DOCUMENT EXTRACT
Query optimisation is the process of making SQL queries execute faster. The database query optimiser automatically generates an execution plan — the sequence of operations (index scans, hash joins, sort nodes) it will use to compute your result. Understanding execution plans via EXPLAIN/EXPLAIN ANALYZE lets you identify bottlenecks: missing indexes, sequential scans on large tables, expensive sorts, and inefficient join strategies. Index creation, query rewriting, and statistics maintenance are the primary optimisation tools.

GIVEN RECORDS
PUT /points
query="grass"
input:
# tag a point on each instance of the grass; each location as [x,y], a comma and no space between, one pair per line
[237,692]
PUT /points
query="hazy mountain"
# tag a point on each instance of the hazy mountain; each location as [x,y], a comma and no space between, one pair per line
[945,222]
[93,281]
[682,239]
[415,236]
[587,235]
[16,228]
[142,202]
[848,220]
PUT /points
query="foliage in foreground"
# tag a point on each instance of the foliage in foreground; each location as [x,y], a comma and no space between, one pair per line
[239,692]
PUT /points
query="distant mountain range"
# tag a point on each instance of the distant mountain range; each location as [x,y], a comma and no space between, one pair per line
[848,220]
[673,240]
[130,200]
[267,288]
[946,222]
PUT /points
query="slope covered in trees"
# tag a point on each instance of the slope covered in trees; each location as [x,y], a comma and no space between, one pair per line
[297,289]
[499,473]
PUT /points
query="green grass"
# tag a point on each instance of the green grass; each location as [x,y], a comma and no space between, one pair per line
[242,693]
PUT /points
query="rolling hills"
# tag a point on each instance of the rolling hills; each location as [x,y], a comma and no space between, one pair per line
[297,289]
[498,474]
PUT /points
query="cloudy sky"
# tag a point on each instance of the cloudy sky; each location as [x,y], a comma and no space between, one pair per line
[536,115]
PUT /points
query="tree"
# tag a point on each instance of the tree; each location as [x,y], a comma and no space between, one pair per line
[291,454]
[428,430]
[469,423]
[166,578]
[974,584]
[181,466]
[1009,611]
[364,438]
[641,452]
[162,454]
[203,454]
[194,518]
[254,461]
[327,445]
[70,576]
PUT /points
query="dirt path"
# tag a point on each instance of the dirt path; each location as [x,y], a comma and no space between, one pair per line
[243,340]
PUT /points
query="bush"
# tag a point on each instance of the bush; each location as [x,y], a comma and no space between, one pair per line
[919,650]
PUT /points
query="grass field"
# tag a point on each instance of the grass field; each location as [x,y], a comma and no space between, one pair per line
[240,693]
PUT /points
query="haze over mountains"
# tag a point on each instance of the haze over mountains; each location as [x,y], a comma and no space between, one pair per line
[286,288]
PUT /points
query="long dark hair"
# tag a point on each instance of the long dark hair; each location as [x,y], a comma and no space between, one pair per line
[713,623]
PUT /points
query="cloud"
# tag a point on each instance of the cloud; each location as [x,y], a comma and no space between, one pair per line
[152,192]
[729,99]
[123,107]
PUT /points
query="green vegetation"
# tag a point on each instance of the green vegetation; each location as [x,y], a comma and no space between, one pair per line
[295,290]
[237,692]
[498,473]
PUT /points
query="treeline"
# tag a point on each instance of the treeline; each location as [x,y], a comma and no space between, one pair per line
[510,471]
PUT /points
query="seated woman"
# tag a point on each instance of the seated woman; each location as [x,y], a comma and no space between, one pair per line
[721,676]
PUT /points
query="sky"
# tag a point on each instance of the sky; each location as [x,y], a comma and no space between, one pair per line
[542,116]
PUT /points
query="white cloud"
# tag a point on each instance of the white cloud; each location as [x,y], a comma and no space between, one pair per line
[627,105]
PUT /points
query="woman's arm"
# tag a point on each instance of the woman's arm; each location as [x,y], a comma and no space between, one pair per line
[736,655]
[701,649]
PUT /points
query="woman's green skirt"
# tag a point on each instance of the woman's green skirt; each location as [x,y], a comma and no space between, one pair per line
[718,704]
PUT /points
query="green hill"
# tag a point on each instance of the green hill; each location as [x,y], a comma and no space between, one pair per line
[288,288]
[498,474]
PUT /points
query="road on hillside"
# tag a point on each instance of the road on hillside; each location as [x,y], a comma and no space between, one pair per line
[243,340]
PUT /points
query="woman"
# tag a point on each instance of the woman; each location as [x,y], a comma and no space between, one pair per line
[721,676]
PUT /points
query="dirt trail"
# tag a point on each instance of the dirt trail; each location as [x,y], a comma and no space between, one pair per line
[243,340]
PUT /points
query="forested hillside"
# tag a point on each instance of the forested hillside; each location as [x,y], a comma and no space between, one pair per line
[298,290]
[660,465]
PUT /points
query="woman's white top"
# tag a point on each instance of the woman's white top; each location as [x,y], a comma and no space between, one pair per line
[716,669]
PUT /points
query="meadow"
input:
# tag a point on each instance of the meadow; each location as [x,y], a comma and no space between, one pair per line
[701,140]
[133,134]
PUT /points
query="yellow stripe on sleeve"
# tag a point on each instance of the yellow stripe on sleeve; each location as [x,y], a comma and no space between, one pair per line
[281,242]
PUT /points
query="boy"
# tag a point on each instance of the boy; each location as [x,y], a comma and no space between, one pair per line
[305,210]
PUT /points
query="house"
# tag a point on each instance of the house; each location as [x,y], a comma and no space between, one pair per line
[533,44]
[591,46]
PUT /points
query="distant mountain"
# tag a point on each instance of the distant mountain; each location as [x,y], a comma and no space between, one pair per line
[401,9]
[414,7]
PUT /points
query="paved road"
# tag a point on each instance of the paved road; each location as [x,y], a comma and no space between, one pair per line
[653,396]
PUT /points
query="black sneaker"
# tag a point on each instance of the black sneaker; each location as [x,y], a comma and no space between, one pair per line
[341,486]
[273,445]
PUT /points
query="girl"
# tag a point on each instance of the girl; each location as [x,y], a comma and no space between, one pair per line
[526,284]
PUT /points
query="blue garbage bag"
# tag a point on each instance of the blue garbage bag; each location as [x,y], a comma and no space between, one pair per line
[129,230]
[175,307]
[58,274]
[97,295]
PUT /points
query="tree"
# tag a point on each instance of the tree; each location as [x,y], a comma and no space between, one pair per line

GIVEN TASK 1
Based on the query optimization passage, why is it worth studying an execution plan with EXPLAIN or EXPLAIN ANALYZE? Answer in one to three sentences.
GIVEN TASK 2
Return every line of the entries that contains the string "hillside". Case counts.

COMPLETE ANSWER 1
An execution plan lays out the sequence of operations, such as index scans, hash joins, and sort nodes, that the optimizer will use to compute a result. Understanding that plan lets you identify bottlenecks like missing indexes, sequential scans on large tables, expensive sorts, and inefficient join strategies.

COMPLETE ANSWER 2
query="road on hillside"
# tag a point on each instance of the road on hillside; each location as [x,y], a comma and no space between, one pair per line
query="forested hillside"
# tag a point on each instance of the forested hillside; each location as [x,y], a comma and no space between, one pair per line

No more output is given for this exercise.